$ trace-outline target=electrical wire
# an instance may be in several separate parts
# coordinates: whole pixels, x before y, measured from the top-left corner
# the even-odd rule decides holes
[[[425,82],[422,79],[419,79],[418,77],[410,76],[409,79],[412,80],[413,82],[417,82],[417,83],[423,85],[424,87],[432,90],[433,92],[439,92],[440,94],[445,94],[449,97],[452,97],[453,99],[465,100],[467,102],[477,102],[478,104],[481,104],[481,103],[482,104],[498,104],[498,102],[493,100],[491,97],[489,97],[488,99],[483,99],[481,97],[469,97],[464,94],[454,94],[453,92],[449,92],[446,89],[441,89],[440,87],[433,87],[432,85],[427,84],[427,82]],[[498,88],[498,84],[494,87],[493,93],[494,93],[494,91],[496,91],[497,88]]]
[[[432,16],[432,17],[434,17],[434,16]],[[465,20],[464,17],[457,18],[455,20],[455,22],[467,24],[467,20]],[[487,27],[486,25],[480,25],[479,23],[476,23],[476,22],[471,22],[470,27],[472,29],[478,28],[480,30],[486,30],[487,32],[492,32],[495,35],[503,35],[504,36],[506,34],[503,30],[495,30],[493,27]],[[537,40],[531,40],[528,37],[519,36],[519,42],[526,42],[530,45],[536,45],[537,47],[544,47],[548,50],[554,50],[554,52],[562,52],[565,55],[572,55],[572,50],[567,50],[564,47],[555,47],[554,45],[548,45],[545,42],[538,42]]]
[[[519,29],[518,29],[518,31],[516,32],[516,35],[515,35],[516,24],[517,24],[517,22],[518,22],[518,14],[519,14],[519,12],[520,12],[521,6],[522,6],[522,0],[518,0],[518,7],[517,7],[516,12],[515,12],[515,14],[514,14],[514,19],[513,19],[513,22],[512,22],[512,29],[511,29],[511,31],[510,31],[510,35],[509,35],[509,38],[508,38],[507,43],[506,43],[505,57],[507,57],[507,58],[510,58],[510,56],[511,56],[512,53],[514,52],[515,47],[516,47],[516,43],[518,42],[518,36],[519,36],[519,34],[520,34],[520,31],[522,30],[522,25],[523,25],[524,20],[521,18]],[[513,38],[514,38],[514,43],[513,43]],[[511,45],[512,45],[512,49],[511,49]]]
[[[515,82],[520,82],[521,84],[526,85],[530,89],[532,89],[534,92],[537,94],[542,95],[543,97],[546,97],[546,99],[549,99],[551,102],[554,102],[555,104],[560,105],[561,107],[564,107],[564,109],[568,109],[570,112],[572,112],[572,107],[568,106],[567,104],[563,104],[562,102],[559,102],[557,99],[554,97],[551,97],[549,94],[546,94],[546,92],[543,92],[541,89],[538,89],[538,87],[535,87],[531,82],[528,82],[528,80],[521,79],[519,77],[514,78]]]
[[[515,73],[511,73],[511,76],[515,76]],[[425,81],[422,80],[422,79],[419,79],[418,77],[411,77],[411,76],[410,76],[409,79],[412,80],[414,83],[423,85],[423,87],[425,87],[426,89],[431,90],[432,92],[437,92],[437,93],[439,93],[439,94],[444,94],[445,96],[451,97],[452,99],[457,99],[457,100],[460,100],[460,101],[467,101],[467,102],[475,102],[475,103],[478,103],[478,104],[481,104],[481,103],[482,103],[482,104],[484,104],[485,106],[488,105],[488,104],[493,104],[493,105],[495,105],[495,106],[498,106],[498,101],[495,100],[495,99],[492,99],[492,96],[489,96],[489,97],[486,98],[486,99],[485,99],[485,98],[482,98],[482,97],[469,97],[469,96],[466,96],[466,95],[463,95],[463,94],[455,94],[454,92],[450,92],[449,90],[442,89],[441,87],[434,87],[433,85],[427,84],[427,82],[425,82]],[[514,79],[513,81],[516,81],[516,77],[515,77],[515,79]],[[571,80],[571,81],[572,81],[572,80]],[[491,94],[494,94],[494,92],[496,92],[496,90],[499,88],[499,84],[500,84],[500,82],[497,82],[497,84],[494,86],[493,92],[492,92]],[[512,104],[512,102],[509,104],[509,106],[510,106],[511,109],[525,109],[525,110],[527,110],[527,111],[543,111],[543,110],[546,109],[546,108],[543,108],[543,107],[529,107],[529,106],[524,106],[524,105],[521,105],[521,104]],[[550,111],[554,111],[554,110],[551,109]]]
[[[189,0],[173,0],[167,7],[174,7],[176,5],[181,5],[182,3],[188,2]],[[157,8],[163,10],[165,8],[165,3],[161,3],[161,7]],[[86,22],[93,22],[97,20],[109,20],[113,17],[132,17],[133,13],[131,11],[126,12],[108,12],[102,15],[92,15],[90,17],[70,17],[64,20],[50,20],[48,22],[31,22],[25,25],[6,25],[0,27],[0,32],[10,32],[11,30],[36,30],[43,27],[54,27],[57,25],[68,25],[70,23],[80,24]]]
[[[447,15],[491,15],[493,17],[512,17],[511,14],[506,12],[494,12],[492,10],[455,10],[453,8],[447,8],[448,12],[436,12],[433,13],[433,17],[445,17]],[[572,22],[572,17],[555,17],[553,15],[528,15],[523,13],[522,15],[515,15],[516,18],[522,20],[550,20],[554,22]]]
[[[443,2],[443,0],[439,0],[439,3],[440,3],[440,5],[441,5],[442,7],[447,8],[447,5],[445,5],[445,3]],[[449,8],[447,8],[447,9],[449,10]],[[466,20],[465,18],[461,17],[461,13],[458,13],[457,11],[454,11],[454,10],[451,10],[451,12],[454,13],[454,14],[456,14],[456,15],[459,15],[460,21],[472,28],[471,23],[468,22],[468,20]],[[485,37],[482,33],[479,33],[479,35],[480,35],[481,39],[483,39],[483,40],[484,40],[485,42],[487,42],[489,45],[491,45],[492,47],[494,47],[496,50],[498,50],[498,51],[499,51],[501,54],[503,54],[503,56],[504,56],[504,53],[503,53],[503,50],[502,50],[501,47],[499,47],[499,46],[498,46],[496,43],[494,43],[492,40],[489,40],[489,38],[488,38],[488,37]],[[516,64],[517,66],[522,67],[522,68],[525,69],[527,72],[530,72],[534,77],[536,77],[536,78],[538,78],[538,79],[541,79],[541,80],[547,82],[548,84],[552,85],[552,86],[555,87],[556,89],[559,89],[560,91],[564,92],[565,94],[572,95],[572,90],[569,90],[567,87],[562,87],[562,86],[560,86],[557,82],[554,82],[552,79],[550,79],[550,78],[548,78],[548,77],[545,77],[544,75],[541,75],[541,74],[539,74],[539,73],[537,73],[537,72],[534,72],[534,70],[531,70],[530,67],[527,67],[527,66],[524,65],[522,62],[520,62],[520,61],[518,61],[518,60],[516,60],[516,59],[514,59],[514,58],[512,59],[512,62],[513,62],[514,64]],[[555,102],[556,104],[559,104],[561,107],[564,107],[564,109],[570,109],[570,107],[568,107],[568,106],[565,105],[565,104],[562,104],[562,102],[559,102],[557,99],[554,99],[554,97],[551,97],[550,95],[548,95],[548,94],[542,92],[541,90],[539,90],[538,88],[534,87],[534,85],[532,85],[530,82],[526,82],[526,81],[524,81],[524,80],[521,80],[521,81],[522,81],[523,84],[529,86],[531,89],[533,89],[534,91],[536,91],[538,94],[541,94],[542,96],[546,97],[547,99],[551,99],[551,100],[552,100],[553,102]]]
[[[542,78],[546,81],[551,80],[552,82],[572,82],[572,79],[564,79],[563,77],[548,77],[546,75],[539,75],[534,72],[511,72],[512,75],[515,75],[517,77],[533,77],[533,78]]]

★ ★ ★

# YOUR TASK
Exactly repeat the lines above, from the opening line through the one with "# coordinates: whole", and include nothing else.

# OUTPUT BELOW
$ trace-outline target=electrical wire
# an instance may be in several separate parts
# coordinates: whole pixels, x before y, measured from the top-left corner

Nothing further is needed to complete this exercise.